-- Document excerpt follows --

On Jan 22, 9:21 am, sie...@[EMAIL PROTECTED]
wrote:
> Would a small solid object (such as a bullet
> or a billiard ball) moving at 99.999% of c tend to simply punch
> through other solid objects (such as a human or a brick wall) because
> there is no time for chemical bonds to spread the impact energy? Or
> would it liberate a significant amount of its KE on impact? Would
> impact result in forcing some nuclei so close together that fission
> and/or fusion reactions are likely? Would this be the ultimate needle
> gun, or the ultimate "explodes on contact" effect? What if the object
> struck is more sizable, such as an asteroid or planet.
The energies per particle are well above the energies of the chemical
bonds holding the object together (and those holding the "target"
object together). As soon as "contact" occurs between the two
objects, the electrostatic electron-electron and electron-nuclei
forces will jostle the electrons enough that they are excited out of
chemical bonding states and into high energy so-called conduction
states, turning the impactor into a very hot plasma, and as well as
whatever part of the target the impactor is traveling through. The
particles in the impactor still have so much momentum and energy that
they continue to punch through the target, even though they are now a
spray of penetrating ionizing radiation rather than a solid object.
They will be slowed down somewhat as the highly charged particles
continue to lose energy by exciting electrons in the target, but this
effect will be minor for the nuclei at the speeds you mention.
Instead, the dominant method of stopping the nuclei of the impactor
will be direct collisions with nuclei of the target. This will result
in a spray of radiation from the debris and nuclear fragments, which
continue to heat up the target by producing electronic excitations
while also occasionally slamming into another nucleus, causing further
fragmentation. This cascade of radiation producing collisions
continues until the speed of the nuclear fragments slows down enough
that electronic losses are the dominant energy loss mechanism, at
which point the nuclear fragments dump the rest of their energy into
the electrons and come to a stop. Meanwhile, the gamma rays and muons
produced by these collisions will penetrate deeply and, depending on
the target's thickness, may largely exit the target altogether, and
the neutrinos produced will escape the target altogether.

-- Document excerpt concluded --
-- Information supplied follows --

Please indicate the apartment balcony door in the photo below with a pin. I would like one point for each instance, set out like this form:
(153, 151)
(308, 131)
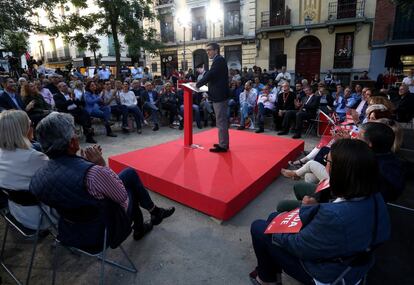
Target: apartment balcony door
(308, 57)
(346, 9)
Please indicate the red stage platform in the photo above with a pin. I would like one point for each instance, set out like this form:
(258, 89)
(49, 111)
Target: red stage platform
(219, 185)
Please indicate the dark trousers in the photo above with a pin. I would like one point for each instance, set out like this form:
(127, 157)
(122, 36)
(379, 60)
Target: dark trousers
(121, 110)
(296, 118)
(172, 109)
(138, 196)
(271, 258)
(263, 112)
(136, 112)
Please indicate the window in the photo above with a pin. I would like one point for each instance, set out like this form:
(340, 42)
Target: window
(199, 23)
(232, 23)
(167, 28)
(276, 48)
(344, 47)
(233, 56)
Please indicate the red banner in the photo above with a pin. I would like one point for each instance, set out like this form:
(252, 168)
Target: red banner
(285, 223)
(324, 184)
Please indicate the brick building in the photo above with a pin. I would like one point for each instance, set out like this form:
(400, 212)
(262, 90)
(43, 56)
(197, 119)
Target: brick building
(393, 38)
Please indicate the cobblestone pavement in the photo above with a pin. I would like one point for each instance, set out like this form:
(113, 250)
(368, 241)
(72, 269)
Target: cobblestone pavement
(188, 248)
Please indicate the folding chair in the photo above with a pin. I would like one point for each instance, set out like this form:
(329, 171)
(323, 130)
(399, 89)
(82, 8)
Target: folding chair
(24, 198)
(100, 255)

-- Information supplied concluded --

◆ **Set of tasks**
- 1) In the relativistic impact discussion, list every object the quoted question names as an example of an impactor or a target.
- 2) Write a continuation of the relativistic impact discussion, starting after its final sentence.
The stored data entries have no connection to the relativistic impact discussion.

◆ **Responses by task**
- 1) bullet, billiard ball, human, brick wall, asteroid, planet

- 2)
At high energies like you specified, a nucleus or nuclear fragment
(including pions and kaons) will travel roughly a meter before
slamming into another target nucleus. As a result, you will get a
narrow cone of radiation extending several meters to several tens of
meters into the target. The heat dumped into the target raises the
temperature in that narrow cone to well above the temperatures in the
center of a detonating nuclear explosive or the core of a sun, with
the temperature being hottest near the end of the cone. The matter in
the cone immediately begins shedding heat via the radiation of x-rays,
which heats the surrounding matter until it, too, begins to radiate.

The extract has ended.